--- Begin Data excerpts ---
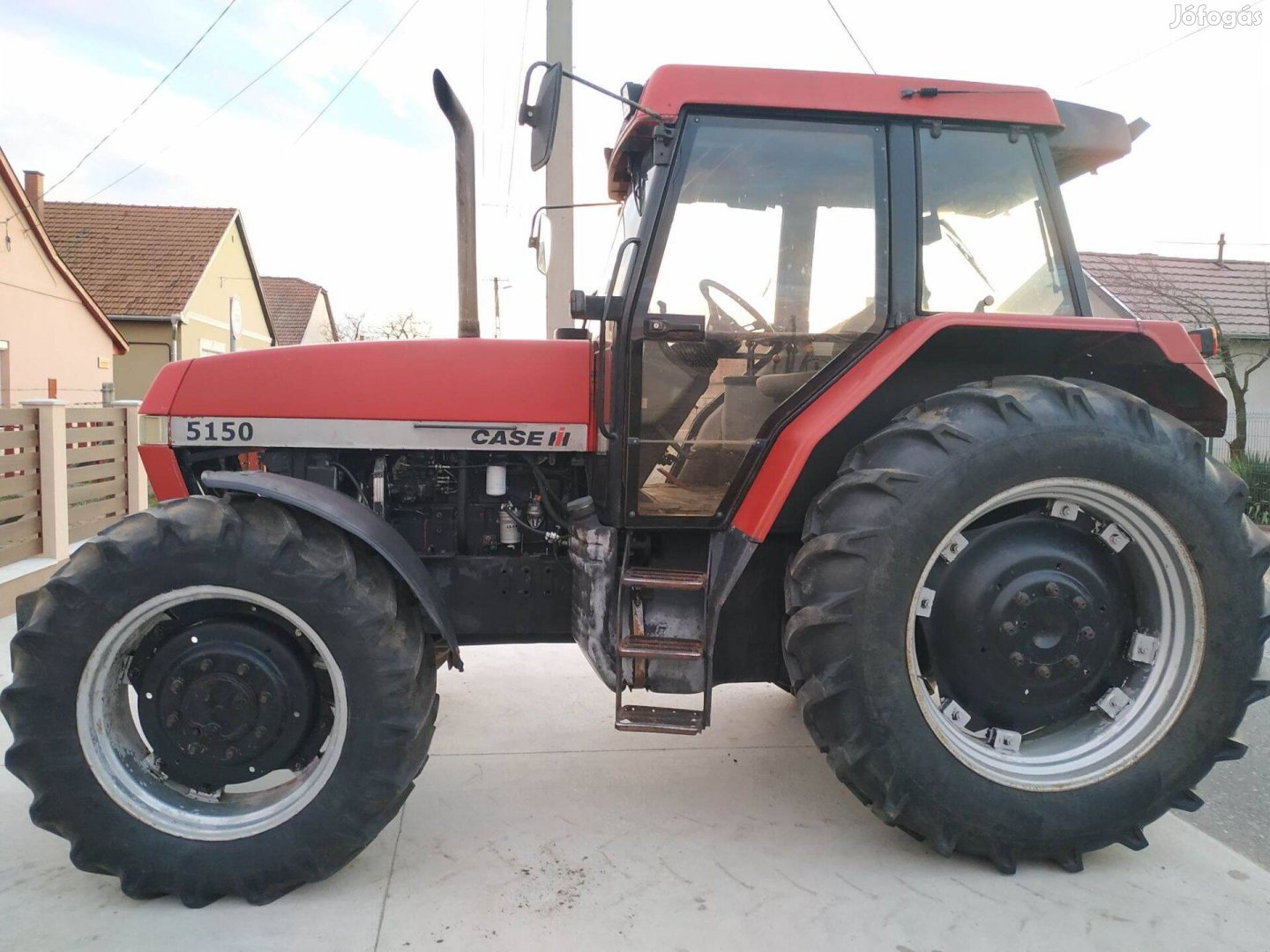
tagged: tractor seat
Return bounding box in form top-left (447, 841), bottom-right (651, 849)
--- End Data excerpts ---
--- Begin Data excerpts ---
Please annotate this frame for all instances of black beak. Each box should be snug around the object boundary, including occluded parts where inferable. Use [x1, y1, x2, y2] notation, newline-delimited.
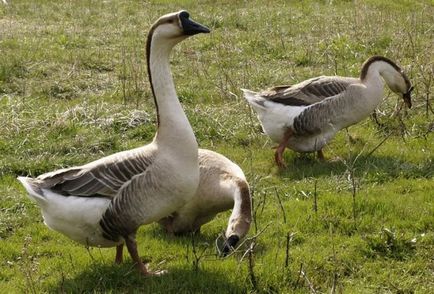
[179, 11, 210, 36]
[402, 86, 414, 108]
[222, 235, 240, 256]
--- End Data excerpts ---
Please count the lines in the items above that contain the string "object", treating uppercase and lowercase as different. Reply with only that number.

Answer in full
1